Start of Extracted data

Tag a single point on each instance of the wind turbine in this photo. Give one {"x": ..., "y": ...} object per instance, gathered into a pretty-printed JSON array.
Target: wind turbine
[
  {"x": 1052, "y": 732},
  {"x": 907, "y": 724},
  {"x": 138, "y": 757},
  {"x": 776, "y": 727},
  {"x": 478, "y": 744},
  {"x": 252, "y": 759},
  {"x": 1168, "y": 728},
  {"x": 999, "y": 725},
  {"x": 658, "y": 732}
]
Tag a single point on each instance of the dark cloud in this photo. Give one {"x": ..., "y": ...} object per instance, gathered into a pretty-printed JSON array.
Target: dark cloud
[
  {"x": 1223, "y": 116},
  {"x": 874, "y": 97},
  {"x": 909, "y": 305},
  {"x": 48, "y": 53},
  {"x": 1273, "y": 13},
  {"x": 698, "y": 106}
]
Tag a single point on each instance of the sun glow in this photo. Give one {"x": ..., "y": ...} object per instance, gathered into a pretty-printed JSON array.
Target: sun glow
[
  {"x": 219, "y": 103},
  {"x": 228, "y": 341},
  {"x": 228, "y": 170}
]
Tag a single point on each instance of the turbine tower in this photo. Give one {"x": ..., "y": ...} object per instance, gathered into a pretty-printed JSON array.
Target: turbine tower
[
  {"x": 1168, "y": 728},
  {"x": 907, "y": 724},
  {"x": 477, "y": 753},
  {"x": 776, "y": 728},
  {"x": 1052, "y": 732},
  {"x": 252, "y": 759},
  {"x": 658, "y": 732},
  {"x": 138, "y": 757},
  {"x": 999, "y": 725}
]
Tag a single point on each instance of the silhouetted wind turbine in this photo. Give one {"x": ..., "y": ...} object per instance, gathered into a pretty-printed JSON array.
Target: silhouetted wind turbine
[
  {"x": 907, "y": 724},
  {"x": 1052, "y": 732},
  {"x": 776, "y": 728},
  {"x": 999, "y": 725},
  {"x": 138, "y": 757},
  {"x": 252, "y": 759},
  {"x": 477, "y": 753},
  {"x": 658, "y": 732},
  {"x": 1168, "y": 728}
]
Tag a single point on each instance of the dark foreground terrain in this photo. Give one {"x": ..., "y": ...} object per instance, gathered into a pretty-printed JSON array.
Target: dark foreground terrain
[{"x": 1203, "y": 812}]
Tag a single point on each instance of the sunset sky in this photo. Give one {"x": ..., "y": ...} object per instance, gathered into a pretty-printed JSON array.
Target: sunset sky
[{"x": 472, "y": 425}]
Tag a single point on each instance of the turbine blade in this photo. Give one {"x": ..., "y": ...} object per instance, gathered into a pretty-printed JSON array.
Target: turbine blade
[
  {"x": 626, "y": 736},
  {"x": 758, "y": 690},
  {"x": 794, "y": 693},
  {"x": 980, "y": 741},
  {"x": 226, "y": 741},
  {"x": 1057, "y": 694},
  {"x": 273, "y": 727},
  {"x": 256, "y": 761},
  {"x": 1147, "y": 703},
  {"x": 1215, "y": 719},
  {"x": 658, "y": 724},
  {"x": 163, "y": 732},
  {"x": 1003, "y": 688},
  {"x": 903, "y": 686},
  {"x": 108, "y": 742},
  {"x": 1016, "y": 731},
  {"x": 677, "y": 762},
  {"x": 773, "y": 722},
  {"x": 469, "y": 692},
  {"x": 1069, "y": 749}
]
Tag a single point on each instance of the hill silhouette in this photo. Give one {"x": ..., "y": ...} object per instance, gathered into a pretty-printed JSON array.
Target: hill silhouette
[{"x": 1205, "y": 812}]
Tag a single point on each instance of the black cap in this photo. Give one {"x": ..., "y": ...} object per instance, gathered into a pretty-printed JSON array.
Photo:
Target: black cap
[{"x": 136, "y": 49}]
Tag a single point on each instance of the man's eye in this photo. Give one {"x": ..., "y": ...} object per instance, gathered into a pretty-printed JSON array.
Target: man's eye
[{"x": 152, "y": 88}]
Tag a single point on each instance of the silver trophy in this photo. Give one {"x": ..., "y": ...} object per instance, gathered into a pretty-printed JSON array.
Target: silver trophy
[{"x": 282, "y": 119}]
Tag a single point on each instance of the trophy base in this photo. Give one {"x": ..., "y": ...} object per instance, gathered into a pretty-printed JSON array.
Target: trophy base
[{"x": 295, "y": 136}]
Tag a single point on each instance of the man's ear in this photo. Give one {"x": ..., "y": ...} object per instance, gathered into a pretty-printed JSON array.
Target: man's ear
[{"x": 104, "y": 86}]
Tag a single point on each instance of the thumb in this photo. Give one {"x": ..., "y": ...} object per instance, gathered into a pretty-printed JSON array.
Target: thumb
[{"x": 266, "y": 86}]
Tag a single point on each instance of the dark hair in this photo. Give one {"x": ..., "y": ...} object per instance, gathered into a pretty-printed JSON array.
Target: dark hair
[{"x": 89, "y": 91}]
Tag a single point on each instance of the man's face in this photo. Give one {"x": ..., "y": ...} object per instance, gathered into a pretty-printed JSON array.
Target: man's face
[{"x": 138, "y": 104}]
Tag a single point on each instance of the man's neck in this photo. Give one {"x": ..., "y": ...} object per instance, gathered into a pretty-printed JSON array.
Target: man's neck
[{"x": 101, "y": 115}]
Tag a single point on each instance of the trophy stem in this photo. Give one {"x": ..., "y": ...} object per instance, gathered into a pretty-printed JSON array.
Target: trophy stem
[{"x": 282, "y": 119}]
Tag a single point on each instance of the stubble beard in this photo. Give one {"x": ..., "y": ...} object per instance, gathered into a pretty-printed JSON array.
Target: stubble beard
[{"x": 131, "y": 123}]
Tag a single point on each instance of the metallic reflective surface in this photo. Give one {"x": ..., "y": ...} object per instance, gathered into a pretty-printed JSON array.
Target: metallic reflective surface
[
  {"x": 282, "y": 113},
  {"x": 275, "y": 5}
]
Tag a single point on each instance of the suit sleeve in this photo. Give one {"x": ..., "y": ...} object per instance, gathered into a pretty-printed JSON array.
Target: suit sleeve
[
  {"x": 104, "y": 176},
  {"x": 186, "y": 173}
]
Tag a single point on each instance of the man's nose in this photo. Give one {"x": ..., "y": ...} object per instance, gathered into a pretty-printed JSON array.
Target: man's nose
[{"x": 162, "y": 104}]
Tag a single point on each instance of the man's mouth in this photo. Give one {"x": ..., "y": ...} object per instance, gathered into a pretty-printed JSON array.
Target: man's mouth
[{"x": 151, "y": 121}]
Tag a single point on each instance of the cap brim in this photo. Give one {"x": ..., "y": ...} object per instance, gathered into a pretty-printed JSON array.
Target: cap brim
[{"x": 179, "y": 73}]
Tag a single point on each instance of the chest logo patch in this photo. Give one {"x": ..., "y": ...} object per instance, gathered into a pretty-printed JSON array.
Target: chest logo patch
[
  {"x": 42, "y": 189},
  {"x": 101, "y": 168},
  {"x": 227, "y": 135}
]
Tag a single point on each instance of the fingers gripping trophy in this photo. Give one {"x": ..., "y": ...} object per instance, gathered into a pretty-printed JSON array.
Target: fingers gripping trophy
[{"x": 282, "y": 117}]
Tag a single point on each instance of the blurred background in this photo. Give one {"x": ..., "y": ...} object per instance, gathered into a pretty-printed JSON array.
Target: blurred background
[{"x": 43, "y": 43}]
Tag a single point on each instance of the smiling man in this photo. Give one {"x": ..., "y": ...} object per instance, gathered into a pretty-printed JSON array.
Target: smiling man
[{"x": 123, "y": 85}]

End of Extracted data

Restate each line above word for word.

Tag a single point on each instance of the wind turbine in this photo. Give one {"x": ..., "y": ...} object per instance, gathered into a pretty-printed JSON array.
Target: wind turbine
[
  {"x": 1052, "y": 732},
  {"x": 907, "y": 724},
  {"x": 138, "y": 757},
  {"x": 776, "y": 727},
  {"x": 478, "y": 744},
  {"x": 252, "y": 759},
  {"x": 1168, "y": 728},
  {"x": 999, "y": 725},
  {"x": 658, "y": 732}
]
Tag a single point on each instance of the dark cloud in this photo. Give one {"x": ..., "y": ...} object per instance, gathered into a pretty-printed JSON array.
Target: dark cloud
[
  {"x": 1223, "y": 116},
  {"x": 874, "y": 97},
  {"x": 909, "y": 305},
  {"x": 48, "y": 53},
  {"x": 1273, "y": 13},
  {"x": 698, "y": 106}
]
Tag a single point on each instance of the sun glow in this photo. Give one {"x": ..., "y": ...} object per instance, gathered into a pretty-printed JSON array.
Target: sun glow
[
  {"x": 219, "y": 103},
  {"x": 228, "y": 341},
  {"x": 228, "y": 170}
]
Tag a single point on each instance of the turbine tower in this photo. Give one {"x": ..., "y": ...} object per instance, gathered into a pretty-printed JSON array.
Target: turbine tower
[
  {"x": 1168, "y": 728},
  {"x": 907, "y": 724},
  {"x": 477, "y": 753},
  {"x": 776, "y": 728},
  {"x": 1052, "y": 732},
  {"x": 252, "y": 759},
  {"x": 658, "y": 732},
  {"x": 138, "y": 757},
  {"x": 999, "y": 725}
]
Tag a single point on each instance of the silhouetted wind turbine in this photo. Give one {"x": ..., "y": ...} object per instance, gathered into a pretty-printed JSON array.
Target: silhouetted wind turbine
[
  {"x": 907, "y": 724},
  {"x": 1052, "y": 732},
  {"x": 776, "y": 728},
  {"x": 999, "y": 725},
  {"x": 138, "y": 757},
  {"x": 252, "y": 759},
  {"x": 477, "y": 753},
  {"x": 658, "y": 732},
  {"x": 1168, "y": 728}
]
Tag a single point on each instance of the dark foreground terrain in this photo. Give one {"x": ..., "y": ...} object per instance, gathered into a pretty-printed JSON array.
Target: dark foreground terrain
[{"x": 1203, "y": 812}]
Tag a single point on each instance of the sunset sky in this photo. Give one {"x": ..., "y": ...} object per instance, gathered into a pretty-printed JSON array.
Target: sunset sky
[{"x": 472, "y": 425}]
Tag a single point on each instance of the turbine blade in this photo. Give one {"x": ..., "y": ...} object per instance, gathered into a pretty-printed JSON array.
Target: turbine blade
[
  {"x": 626, "y": 736},
  {"x": 758, "y": 690},
  {"x": 794, "y": 693},
  {"x": 980, "y": 741},
  {"x": 226, "y": 741},
  {"x": 1057, "y": 694},
  {"x": 273, "y": 727},
  {"x": 256, "y": 761},
  {"x": 1147, "y": 703},
  {"x": 1215, "y": 719},
  {"x": 658, "y": 724},
  {"x": 163, "y": 732},
  {"x": 1003, "y": 688},
  {"x": 903, "y": 686},
  {"x": 108, "y": 742},
  {"x": 1016, "y": 731},
  {"x": 677, "y": 762},
  {"x": 773, "y": 722},
  {"x": 469, "y": 692},
  {"x": 1069, "y": 749}
]
Tag a single point on each instance of the hill silhouette in this photo. Give one {"x": ..., "y": ...} object per instance, gathered into a pretty-printed JSON array.
Target: hill silhouette
[{"x": 1205, "y": 812}]
Tag a single point on each instance of the black cap in this photo. Give one {"x": ..., "y": ...} object per instance, gathered into a pretty-printed JSON array.
Photo:
Target: black cap
[{"x": 136, "y": 49}]
Tag a single point on each instance of the man's eye in this photo. Give one {"x": ..., "y": ...} object per instance, gathered into a pretty-printed JSON array.
Target: man's eye
[{"x": 152, "y": 88}]
Tag a single point on each instance of the silver trophy in this photo. Give one {"x": ..., "y": ...} object per instance, gathered into a pretty-printed JSON array.
Target: silver trophy
[{"x": 282, "y": 119}]
Tag a single point on each instance of the trophy base in this photo. Give one {"x": ..., "y": ...} object per instance, gathered into a pretty-printed JSON array.
Target: trophy base
[{"x": 295, "y": 136}]
Tag a single point on each instance of the man's ear in this photo. Give one {"x": ..., "y": ...} object per instance, gathered into a pretty-printed JSON array.
Target: man's ear
[{"x": 104, "y": 86}]
Tag a single point on each instance of the thumb in this photo. Give one {"x": ..., "y": ...} object per instance, gathered into a pretty-printed JSON array.
Target: thumb
[{"x": 266, "y": 86}]
Tag a single point on each instance of the dark hair in this photo. Give one {"x": ..., "y": ...} object per instance, gathered into a pretty-printed JSON array.
Target: dark hair
[{"x": 89, "y": 91}]
Tag a single point on each instance of the man's face in this photo. Give one {"x": ..., "y": ...} object per instance, gathered into a pretty-printed JSON array.
Target: man's face
[{"x": 138, "y": 104}]
Tag a single point on each instance of the man's neck in this photo. Give one {"x": ..., "y": ...} object per instance, gathered into a pretty-printed JSON array.
Target: man's neck
[{"x": 101, "y": 115}]
Tag a single point on each instance of the trophy stem in this photo. Give one {"x": ..., "y": ...} object per instance, gathered into a pretty-printed JSON array.
Target: trophy stem
[{"x": 282, "y": 119}]
Tag a single point on each instance of the stubble beard in this photo. Give one {"x": ..., "y": ...} object per instance, gathered into a pretty-printed JSON array.
Target: stubble beard
[{"x": 131, "y": 123}]
Tag a single point on each instance of the metallic reflective surface in this photo. Give one {"x": ..., "y": ...} object per instance, gathered into a pretty-printed JSON array.
Target: metallic reflective surface
[
  {"x": 282, "y": 113},
  {"x": 275, "y": 5}
]
Tag a single point on each instance of the suit sleeve in this photo. Give one {"x": ..., "y": ...} object per instance, gathered into a pretty-printed JSON array.
Target: suit sleeve
[
  {"x": 104, "y": 176},
  {"x": 186, "y": 173}
]
Tag a single point on each instance of the man's nose in this photo. Give one {"x": ..., "y": ...} object per instance, gathered into a pretty-printed JSON array.
Target: man's nose
[{"x": 162, "y": 104}]
Tag a single point on each instance of the man's mouth in this photo. Give one {"x": ..., "y": ...} object per instance, gathered into a pretty-printed JSON array.
Target: man's mouth
[{"x": 151, "y": 121}]
Tag a single point on each instance of the cap brim in this photo. Give one {"x": ..., "y": ...} object per instance, gathered into a pretty-printed JSON array.
Target: cap brim
[{"x": 179, "y": 73}]
Tag a single point on each instance of the chest logo patch in this photo. Give one {"x": ..., "y": ...} object per instance, gathered into a pretty-printed JSON array.
Target: chest logo patch
[
  {"x": 42, "y": 189},
  {"x": 101, "y": 168},
  {"x": 227, "y": 135}
]
Tag a single point on each instance of the fingers gripping trophy in this photo. Give one {"x": ..., "y": ...} object per instance, gathered into a pretty-printed JSON array.
Target: fingers gripping trophy
[{"x": 282, "y": 117}]
Tag a single point on each instance of the blurred background in this photo. Give one {"x": ..., "y": ...} object per instance, gathered into a pretty-printed JSON array.
Target: blurred background
[{"x": 43, "y": 43}]
Tag a single point on each instance of the smiling man in this photo. Give one {"x": ..., "y": ...} object per instance, gathered into a pretty-printed JSON array.
Target: smiling man
[{"x": 123, "y": 85}]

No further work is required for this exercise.